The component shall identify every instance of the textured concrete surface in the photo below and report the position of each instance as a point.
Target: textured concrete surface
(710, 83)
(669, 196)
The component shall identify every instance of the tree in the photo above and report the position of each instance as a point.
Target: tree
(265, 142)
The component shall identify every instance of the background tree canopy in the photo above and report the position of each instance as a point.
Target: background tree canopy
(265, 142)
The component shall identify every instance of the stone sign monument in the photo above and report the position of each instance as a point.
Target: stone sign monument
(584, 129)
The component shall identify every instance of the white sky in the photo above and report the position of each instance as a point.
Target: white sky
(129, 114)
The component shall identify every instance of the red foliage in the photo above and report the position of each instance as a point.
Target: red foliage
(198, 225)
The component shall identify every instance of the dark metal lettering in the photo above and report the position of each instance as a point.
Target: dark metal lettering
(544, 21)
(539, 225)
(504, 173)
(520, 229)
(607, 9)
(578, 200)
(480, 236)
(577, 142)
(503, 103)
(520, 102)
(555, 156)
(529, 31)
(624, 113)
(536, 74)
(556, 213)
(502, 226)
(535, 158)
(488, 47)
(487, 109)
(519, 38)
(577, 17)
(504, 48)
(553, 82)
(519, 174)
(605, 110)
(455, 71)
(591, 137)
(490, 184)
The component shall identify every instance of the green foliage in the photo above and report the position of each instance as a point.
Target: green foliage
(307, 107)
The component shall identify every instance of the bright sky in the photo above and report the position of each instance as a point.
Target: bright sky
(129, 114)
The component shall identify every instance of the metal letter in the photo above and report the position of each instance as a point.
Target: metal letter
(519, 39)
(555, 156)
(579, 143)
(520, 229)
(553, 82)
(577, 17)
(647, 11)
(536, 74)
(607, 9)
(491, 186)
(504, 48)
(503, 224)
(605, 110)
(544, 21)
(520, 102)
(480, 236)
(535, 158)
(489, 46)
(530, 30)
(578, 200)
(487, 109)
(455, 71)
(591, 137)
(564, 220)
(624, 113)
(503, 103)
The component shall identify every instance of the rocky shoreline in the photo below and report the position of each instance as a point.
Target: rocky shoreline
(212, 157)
──────
Required work
Give again only the lines starting at the one that contains "Target: bright sky" and running to the end of the data.

Reply
Target: bright sky
(129, 114)
The component shall identify every instance of the metal letter in the photo above and report the position of each instance as a point.
Target: metal letter
(519, 39)
(555, 156)
(579, 143)
(520, 229)
(553, 82)
(577, 17)
(647, 11)
(536, 74)
(607, 9)
(491, 186)
(504, 48)
(503, 224)
(605, 110)
(544, 21)
(520, 102)
(480, 236)
(535, 158)
(489, 46)
(530, 30)
(578, 200)
(487, 109)
(455, 71)
(591, 137)
(564, 220)
(624, 113)
(503, 103)
The component shall identify every instance of the rocky shoreline in the photo below and report the position of each instance as a point.
Target: rocky shoreline
(212, 157)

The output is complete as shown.